» **GOAL**
Copy out the material below word for word, leaving out the pictures.

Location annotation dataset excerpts
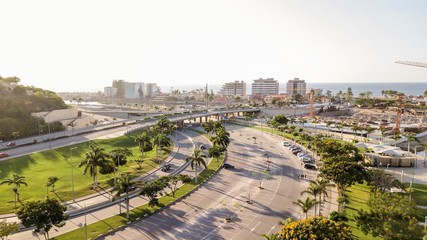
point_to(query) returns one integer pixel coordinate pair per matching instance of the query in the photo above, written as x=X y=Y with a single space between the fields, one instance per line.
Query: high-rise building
x=264 y=87
x=233 y=89
x=296 y=86
x=120 y=86
x=134 y=90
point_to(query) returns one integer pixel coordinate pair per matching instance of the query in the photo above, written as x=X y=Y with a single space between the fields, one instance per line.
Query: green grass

» **EXERCISE RESULT**
point_to(query) returns one integer pixel coordinate pair per matching instance of the query in the photo above, written as x=X y=Y with a single space between the fields, one instance per line.
Query: high-rise building
x=264 y=87
x=233 y=89
x=296 y=86
x=120 y=86
x=134 y=90
point_to(query) returns one integer pixel coordinate pair per matching instance of the query in the photo above, written as x=X y=Y with a single space between the fields, one instance per line.
Query: green grass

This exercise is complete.